→ Problem description:
Only lines containing the word "roof" are needed; pull them out of the material.

BEGIN

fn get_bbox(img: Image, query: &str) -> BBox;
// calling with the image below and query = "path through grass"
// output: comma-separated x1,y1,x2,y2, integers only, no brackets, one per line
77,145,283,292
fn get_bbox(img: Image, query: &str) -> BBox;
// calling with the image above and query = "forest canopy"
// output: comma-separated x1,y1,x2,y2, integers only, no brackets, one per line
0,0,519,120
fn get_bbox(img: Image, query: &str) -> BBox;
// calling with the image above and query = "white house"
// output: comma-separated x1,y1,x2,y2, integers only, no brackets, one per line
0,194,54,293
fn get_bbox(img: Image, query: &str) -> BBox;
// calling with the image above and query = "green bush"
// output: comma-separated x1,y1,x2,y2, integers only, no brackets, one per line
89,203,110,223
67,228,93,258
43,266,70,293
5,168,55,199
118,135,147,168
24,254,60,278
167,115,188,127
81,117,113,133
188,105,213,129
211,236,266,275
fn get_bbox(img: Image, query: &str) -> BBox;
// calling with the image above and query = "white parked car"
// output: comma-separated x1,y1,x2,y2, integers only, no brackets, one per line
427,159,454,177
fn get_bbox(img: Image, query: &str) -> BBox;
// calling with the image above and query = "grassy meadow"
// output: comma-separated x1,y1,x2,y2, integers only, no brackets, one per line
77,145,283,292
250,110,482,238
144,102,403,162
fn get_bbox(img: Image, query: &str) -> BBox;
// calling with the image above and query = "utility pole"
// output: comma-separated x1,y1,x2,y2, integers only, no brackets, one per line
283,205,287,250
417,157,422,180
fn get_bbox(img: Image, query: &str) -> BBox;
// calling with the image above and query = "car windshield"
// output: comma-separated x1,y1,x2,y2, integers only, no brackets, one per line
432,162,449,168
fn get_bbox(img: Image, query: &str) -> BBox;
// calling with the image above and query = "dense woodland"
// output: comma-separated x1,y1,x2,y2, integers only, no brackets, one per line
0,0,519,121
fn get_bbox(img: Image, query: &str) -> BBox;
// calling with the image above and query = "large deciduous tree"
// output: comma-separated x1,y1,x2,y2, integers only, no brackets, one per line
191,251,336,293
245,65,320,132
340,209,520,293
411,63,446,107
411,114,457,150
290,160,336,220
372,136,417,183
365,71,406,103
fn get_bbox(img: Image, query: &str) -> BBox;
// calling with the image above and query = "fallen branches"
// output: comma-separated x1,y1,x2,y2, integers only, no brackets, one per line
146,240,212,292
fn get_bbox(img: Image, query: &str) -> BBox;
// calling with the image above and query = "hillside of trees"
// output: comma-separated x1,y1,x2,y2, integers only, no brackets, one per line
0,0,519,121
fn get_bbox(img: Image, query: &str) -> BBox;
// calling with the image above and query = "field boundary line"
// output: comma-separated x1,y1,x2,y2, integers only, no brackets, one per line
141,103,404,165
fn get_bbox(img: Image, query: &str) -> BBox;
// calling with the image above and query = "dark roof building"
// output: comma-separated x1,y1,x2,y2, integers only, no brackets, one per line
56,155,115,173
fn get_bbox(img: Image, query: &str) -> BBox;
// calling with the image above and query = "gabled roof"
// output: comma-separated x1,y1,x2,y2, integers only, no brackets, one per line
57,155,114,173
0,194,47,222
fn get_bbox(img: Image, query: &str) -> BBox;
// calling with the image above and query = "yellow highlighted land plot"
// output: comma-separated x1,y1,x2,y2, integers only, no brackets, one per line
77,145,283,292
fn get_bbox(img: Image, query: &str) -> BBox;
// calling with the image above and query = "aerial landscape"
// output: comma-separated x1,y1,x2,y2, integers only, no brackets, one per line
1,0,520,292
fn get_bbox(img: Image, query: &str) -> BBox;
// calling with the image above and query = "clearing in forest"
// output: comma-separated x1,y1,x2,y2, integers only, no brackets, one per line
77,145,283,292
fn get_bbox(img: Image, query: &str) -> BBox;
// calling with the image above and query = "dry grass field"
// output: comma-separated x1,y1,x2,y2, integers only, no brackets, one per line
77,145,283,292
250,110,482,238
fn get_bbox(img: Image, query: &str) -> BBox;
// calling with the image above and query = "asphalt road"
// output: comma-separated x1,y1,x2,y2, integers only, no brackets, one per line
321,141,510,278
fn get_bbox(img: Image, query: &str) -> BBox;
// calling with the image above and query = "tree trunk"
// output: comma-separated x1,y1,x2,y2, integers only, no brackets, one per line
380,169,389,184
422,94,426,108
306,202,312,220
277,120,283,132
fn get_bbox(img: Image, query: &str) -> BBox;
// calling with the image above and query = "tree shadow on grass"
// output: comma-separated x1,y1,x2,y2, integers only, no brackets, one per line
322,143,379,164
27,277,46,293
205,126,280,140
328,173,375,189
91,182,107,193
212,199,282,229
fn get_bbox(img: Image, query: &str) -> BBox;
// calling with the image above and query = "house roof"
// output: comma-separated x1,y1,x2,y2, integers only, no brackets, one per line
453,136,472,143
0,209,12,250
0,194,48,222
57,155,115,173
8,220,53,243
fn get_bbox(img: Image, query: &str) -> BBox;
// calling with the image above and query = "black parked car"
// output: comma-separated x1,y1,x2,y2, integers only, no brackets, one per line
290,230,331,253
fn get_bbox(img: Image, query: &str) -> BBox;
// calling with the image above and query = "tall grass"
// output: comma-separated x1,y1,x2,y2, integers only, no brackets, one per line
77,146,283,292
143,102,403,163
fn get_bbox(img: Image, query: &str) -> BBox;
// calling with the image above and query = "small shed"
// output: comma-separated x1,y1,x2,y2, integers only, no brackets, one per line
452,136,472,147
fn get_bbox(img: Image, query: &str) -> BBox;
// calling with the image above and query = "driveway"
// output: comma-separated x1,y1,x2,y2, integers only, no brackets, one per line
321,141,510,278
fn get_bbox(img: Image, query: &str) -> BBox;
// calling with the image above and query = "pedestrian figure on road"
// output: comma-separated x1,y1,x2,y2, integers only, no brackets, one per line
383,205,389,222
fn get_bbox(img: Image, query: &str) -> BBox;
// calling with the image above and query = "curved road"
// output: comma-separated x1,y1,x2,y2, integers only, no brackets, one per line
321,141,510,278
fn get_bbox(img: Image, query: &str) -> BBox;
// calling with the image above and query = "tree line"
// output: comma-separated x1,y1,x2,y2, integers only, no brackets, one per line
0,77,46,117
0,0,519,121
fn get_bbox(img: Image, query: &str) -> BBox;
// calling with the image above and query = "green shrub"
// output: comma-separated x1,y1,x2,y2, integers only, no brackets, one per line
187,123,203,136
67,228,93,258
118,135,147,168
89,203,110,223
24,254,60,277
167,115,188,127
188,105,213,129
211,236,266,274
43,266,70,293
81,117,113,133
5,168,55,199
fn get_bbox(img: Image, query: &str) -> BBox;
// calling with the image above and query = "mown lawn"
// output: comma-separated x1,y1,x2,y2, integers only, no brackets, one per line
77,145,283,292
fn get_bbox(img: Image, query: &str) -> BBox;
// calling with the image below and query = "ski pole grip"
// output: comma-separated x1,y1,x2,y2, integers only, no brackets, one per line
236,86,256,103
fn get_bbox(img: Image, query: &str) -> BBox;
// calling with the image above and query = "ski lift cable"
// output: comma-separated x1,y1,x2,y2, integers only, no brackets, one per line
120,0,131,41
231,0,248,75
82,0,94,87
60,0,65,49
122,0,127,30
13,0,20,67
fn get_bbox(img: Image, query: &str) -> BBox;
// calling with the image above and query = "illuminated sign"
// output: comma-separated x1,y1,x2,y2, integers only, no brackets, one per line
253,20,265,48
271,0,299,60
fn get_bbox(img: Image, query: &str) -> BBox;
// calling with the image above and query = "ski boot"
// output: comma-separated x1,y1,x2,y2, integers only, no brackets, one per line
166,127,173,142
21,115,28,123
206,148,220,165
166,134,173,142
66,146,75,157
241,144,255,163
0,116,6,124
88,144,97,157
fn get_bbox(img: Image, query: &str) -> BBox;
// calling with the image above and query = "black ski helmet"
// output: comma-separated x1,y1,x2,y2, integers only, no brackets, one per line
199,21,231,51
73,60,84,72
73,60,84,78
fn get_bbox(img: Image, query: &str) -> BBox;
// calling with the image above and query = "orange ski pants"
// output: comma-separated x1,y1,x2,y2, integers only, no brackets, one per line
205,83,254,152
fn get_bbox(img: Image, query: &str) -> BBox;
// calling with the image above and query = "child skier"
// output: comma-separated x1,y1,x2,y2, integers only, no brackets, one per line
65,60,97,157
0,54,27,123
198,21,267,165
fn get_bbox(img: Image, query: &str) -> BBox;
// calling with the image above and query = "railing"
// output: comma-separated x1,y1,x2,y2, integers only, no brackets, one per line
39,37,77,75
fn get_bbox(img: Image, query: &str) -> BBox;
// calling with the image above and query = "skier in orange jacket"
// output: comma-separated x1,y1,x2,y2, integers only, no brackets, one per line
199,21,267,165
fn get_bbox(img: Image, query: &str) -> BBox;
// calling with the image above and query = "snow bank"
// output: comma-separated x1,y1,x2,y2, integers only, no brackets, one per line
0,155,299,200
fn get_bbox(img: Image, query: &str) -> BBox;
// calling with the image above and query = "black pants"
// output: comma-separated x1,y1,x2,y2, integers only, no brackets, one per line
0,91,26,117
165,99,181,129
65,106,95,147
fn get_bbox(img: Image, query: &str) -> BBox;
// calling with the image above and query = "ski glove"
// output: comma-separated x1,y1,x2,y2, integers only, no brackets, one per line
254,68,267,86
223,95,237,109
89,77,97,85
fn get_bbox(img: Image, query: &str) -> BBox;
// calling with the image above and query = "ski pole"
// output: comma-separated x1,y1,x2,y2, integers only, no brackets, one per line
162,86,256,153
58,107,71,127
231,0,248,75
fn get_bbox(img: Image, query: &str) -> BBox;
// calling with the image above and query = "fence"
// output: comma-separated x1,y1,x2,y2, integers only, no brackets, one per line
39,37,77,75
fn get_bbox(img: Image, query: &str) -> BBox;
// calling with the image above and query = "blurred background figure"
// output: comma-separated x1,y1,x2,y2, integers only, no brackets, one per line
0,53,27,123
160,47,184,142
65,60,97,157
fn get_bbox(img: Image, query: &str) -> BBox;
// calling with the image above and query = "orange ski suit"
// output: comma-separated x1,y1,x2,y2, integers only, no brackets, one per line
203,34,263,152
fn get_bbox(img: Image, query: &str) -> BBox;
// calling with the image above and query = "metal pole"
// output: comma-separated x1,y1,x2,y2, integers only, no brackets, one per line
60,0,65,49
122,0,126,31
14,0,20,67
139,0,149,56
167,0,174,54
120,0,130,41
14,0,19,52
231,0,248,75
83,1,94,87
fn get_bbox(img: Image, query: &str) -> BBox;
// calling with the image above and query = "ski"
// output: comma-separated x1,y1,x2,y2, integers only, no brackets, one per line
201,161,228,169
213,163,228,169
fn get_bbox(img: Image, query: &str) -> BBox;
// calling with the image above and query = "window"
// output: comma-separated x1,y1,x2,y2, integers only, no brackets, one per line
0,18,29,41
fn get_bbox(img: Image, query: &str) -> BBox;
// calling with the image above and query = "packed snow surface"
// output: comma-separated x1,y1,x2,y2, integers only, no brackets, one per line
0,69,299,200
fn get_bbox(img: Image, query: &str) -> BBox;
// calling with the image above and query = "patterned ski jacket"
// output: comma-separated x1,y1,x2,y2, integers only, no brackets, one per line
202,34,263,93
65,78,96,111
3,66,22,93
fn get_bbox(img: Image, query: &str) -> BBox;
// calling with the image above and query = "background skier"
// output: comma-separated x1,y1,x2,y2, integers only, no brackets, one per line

END

→ Answer section:
// calling with the image above and query = "dark roof building"
// calling with the image above and query = "gabled roof"
// calling with the image above and query = "house roof"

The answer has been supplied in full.